*WORK TO BE COMPLETED:* Determine the count of lines in the data below that include the word "face", and give nothing besides it.

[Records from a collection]

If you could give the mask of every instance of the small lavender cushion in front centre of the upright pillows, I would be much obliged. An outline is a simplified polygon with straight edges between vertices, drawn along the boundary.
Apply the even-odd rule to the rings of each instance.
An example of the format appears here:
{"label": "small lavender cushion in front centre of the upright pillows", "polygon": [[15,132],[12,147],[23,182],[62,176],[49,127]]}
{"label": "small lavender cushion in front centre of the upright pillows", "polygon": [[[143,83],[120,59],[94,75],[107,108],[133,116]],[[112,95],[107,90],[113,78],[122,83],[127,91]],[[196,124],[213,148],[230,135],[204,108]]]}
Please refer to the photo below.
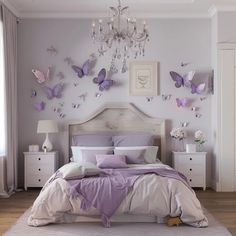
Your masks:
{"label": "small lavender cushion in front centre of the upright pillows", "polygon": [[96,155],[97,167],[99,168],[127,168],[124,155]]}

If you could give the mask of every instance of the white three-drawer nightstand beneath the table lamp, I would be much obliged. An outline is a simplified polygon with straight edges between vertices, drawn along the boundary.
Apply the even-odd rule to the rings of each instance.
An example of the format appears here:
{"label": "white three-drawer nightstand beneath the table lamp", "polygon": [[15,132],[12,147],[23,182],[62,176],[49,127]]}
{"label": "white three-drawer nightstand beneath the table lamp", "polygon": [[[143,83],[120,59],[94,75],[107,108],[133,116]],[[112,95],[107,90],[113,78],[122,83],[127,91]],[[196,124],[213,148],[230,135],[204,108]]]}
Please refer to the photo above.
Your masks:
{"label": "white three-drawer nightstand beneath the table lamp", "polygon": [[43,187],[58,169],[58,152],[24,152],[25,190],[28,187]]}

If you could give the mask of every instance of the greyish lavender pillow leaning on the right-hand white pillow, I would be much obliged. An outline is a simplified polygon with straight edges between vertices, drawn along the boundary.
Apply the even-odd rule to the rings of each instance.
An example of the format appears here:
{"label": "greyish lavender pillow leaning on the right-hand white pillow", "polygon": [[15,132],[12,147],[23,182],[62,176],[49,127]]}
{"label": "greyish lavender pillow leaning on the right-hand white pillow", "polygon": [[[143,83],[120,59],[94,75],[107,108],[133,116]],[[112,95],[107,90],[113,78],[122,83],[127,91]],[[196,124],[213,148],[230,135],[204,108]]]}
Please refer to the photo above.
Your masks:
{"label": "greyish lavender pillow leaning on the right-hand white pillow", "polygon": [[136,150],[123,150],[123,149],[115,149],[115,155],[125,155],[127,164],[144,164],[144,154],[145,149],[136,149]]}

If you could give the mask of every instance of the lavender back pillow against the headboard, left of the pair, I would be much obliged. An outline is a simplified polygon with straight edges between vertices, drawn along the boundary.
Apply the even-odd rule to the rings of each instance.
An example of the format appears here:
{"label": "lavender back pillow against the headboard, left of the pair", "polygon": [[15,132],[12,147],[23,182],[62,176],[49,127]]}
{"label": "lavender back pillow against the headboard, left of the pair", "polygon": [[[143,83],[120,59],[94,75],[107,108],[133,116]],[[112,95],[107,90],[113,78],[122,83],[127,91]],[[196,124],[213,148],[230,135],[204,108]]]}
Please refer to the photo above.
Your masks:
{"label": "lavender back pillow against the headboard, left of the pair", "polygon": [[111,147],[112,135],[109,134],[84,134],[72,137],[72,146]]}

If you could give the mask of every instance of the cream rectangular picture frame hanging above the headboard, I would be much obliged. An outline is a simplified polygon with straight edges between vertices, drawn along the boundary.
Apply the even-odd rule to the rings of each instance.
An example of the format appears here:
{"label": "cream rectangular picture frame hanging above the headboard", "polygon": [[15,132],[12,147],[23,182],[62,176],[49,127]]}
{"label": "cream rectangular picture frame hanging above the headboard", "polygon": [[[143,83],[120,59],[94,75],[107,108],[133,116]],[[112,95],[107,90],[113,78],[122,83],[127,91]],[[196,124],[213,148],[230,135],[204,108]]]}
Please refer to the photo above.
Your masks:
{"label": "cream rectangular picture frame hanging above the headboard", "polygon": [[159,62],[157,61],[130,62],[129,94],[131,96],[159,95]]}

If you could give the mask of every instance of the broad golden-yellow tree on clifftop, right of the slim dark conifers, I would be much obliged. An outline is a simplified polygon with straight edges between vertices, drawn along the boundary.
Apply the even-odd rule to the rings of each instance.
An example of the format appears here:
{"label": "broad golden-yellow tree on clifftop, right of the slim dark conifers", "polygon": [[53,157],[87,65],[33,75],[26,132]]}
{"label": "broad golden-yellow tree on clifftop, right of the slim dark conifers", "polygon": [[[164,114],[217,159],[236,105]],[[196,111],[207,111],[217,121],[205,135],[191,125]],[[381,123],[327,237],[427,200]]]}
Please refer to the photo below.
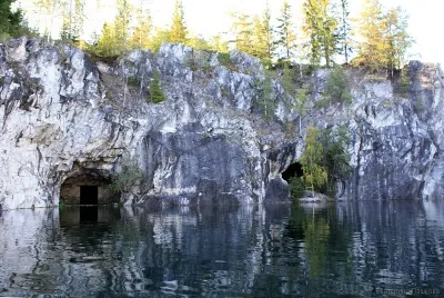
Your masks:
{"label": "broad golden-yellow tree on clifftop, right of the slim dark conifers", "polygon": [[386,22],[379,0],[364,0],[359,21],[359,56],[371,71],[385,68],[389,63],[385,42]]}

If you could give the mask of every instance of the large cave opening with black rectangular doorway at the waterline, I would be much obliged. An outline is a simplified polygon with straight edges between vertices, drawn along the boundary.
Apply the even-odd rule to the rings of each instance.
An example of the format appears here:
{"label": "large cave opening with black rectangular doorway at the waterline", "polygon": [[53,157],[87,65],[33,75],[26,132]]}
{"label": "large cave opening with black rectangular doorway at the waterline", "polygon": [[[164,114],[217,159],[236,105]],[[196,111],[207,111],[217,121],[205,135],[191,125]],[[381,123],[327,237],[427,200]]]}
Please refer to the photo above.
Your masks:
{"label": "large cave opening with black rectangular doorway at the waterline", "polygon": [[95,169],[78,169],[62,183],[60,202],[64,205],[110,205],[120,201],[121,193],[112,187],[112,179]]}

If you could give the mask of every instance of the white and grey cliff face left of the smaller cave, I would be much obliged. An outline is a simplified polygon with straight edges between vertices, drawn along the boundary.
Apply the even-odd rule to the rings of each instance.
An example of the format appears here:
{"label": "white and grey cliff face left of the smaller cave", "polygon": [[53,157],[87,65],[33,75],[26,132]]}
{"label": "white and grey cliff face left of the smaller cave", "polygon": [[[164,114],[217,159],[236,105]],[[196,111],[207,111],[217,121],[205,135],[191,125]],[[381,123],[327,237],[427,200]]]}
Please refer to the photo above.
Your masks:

*RESPONSE FOR THIS EXERCISE:* 3